Please rewrite the entries from the line containing "Q3. Locate the green foliage" up to and including the last line of the entries, shifting every coordinate in the answers up by 30. Keep the requests and their sample coordinates unchanged.
----
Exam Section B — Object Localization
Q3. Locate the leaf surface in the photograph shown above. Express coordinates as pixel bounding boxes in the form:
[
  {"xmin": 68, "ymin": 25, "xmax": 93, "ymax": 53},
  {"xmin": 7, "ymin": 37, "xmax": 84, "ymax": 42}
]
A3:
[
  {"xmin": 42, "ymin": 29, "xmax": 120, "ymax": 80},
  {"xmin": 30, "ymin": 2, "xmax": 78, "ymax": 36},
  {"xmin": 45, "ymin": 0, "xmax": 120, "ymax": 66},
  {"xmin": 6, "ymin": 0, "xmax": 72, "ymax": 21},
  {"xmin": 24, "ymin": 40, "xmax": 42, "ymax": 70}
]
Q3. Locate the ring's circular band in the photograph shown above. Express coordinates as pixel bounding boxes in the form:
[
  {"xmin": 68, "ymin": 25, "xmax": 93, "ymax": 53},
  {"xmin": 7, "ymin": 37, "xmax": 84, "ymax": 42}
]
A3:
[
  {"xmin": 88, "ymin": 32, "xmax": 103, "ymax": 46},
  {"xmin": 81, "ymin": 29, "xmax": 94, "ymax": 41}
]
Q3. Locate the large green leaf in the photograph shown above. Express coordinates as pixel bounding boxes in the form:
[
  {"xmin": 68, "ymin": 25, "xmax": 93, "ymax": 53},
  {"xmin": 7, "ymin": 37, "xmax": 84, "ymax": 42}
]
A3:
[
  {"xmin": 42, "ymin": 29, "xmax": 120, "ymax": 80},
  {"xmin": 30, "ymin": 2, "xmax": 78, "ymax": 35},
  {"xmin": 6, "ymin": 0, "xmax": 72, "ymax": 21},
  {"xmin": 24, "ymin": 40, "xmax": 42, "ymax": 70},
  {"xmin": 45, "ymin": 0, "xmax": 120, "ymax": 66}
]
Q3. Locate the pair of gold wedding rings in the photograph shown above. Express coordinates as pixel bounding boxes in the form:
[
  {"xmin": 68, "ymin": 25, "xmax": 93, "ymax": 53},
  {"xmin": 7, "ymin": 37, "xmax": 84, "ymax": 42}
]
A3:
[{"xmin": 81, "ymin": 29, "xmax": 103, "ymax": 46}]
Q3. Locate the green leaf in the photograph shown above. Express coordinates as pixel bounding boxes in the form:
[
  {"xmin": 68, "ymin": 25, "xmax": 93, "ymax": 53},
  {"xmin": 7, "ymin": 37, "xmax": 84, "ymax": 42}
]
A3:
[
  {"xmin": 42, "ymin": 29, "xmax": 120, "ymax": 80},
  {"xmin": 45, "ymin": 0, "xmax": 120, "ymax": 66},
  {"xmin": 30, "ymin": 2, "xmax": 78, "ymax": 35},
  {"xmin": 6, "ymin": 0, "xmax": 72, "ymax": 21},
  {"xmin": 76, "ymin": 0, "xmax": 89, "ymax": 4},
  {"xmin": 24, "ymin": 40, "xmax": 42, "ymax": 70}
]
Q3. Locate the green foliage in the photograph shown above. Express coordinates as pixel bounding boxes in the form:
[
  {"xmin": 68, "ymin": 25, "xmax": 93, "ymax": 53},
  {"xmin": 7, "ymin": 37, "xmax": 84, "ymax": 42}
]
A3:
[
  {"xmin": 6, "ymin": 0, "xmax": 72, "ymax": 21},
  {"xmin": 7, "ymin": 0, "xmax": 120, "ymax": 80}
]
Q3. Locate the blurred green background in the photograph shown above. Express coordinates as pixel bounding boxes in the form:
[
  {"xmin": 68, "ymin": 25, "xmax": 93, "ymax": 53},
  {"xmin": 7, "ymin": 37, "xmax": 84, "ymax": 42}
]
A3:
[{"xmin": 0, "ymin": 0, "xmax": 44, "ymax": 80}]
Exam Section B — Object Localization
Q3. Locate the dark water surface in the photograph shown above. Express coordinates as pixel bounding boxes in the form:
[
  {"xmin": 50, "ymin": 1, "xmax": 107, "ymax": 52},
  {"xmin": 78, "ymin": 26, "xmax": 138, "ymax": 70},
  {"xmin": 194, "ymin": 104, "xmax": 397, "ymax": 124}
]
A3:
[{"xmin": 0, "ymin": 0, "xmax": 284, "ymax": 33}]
----
> Solution to this task:
Q3. Locate the green foliage in the photograph shown above. Express coordinates as pixel bounding boxes in the form:
[
  {"xmin": 68, "ymin": 25, "xmax": 93, "ymax": 53},
  {"xmin": 7, "ymin": 37, "xmax": 84, "ymax": 42}
]
A3:
[
  {"xmin": 36, "ymin": 30, "xmax": 102, "ymax": 51},
  {"xmin": 37, "ymin": 30, "xmax": 150, "ymax": 110}
]
Q3. Locate the blurred green background in the photograph shown above. Express coordinates as pixel bounding boxes in the form:
[
  {"xmin": 68, "ymin": 25, "xmax": 93, "ymax": 53},
  {"xmin": 7, "ymin": 37, "xmax": 84, "ymax": 42}
]
A3:
[{"xmin": 30, "ymin": 30, "xmax": 74, "ymax": 110}]
Exam Section B — Object Localization
Q3. Locate the dark water surface in the photograph shown above. Express coordinates as pixel bounding boxes in the form:
[
  {"xmin": 50, "ymin": 1, "xmax": 107, "ymax": 52},
  {"xmin": 78, "ymin": 26, "xmax": 138, "ymax": 70},
  {"xmin": 194, "ymin": 104, "xmax": 397, "ymax": 124}
]
A3:
[{"xmin": 30, "ymin": 30, "xmax": 314, "ymax": 63}]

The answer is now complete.